WRITTEN EXERCISE:
Reproduce the data below verbatim, everything from its first line down to the line containing "[(108, 22)]", with both of those lines included.

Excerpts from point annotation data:
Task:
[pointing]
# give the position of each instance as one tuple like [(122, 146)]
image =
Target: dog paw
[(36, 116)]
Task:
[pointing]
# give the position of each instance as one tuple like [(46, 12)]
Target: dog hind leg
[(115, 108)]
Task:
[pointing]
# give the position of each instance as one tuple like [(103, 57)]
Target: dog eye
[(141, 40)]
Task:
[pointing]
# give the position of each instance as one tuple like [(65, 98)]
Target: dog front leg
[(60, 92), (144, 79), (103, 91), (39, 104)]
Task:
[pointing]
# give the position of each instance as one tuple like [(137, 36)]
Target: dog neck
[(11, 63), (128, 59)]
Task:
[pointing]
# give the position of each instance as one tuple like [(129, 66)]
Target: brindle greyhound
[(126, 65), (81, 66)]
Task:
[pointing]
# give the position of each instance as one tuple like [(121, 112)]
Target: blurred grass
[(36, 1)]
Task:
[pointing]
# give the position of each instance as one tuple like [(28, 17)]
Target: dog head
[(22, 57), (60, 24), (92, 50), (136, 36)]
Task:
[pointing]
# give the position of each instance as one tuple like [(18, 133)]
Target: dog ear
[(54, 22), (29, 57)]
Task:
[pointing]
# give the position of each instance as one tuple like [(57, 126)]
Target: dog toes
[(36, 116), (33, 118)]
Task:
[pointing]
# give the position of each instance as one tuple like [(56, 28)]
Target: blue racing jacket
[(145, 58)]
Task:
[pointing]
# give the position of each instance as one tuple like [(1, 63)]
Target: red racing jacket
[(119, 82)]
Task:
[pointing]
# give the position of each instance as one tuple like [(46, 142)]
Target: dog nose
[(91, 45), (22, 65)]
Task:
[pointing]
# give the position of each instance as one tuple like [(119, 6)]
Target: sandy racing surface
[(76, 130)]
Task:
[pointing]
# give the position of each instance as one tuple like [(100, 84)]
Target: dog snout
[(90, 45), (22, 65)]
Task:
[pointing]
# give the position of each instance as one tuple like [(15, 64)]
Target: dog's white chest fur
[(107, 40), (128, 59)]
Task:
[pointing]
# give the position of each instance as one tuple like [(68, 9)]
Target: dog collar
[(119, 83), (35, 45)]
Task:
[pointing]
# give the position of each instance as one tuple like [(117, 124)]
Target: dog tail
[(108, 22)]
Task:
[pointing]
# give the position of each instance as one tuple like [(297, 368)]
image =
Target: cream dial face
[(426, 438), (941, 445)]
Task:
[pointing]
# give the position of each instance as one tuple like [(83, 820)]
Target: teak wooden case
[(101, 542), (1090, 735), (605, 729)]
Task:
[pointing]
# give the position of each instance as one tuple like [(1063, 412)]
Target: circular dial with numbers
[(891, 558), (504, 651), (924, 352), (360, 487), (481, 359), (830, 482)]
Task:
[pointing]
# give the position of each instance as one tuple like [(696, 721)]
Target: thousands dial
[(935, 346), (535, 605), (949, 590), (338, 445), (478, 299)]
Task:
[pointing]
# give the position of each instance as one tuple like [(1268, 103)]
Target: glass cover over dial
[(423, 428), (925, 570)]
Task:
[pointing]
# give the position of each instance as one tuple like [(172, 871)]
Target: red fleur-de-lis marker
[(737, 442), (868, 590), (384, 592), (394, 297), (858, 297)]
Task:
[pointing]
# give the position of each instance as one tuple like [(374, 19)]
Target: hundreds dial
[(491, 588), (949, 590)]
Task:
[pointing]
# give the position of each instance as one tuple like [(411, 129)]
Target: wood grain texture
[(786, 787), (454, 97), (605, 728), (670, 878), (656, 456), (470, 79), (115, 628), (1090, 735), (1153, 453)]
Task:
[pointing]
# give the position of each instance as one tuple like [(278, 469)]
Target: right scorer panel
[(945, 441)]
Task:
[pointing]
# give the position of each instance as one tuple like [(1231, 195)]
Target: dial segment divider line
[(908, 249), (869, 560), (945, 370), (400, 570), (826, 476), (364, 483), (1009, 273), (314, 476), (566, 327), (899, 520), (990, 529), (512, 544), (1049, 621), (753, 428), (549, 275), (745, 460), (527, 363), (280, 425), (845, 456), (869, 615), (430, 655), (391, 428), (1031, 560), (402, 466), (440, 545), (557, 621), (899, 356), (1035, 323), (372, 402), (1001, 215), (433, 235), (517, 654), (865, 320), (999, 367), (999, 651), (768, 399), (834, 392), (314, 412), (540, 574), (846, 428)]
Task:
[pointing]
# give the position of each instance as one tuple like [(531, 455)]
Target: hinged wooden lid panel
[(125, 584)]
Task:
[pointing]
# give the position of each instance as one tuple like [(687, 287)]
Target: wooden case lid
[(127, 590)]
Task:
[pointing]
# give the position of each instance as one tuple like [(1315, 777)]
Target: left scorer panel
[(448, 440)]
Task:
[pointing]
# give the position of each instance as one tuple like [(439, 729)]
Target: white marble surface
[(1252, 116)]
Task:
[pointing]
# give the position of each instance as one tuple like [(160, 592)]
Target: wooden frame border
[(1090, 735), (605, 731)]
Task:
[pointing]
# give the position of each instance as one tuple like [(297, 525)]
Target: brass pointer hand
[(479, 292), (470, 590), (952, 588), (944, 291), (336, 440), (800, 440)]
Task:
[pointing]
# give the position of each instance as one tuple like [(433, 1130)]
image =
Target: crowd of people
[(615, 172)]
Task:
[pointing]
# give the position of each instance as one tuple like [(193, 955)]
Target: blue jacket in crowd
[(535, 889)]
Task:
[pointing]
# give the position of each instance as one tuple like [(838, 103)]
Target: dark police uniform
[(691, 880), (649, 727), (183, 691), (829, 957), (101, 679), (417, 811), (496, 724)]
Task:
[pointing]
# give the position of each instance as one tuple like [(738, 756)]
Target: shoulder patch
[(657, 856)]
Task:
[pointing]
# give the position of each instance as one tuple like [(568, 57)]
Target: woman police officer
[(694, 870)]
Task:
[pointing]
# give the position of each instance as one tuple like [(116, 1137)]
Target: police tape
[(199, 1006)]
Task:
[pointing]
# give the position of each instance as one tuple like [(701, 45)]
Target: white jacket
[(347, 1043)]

IN RESPONSE:
Task:
[pointing]
# give the position of each instance as one tuple like [(122, 146)]
image =
Target: dog paw
[(36, 116)]
Task:
[pointing]
# give the position of each instance as one tuple like [(46, 12)]
Target: dog hind leg
[(115, 108)]
Task:
[pointing]
# give the position of each instance as one tuple like [(103, 57)]
Target: dog eye
[(141, 40)]
Task:
[pointing]
# give the position of each instance as one tuple like [(65, 98)]
Target: dog front leg
[(60, 92), (144, 79), (103, 91), (39, 104)]
Task:
[pointing]
# give the position of each instance as one tuple like [(137, 36)]
Target: dog neck
[(11, 63), (128, 59)]
Task:
[pointing]
# give the position of each instance as one tuple like [(129, 66)]
Target: brindle greyhound
[(126, 65), (81, 66)]
Task:
[pointing]
# give the position of each instance as one tuple like [(121, 112)]
Target: blurred grass
[(36, 1)]
Task:
[pointing]
# give the position of each instance as one tuple like [(28, 17)]
Target: dog head
[(22, 57), (60, 24), (92, 50), (136, 36)]
Task:
[pointing]
# give the position of each instance as one tuple like [(18, 133)]
Target: dog ear
[(54, 22), (29, 57)]
Task:
[pointing]
# give the position of each instance as one tuple like [(57, 126)]
Target: dog toes
[(36, 116), (33, 118)]
Task:
[pointing]
# give the position of each instance as one tuple like [(56, 28)]
Target: blue racing jacket
[(145, 58)]
Task:
[pointing]
# give the position of each instance as one tuple like [(1, 63)]
Target: red racing jacket
[(119, 82)]
Task:
[pointing]
# give the position of each instance as one tuple like [(46, 142)]
Target: dog nose
[(91, 45), (22, 65)]
Task:
[pointing]
# give the position of each instance as one tuple like [(119, 6)]
Target: sandy racing surface
[(76, 130)]
Task:
[pointing]
# give the position of each instance as one tuple like [(100, 84)]
Target: dog snout
[(90, 45), (22, 65)]
Task:
[pointing]
# give the position of each instance as one tuple like [(15, 64)]
Target: dog's white chest fur
[(107, 40), (128, 59)]
Task:
[pointing]
# give the position of each instance as one tuple like [(68, 9)]
Target: dog collar
[(119, 83), (35, 45)]
Task:
[pointing]
# give the position of each instance as one tuple like [(117, 124)]
Target: dog tail
[(108, 22)]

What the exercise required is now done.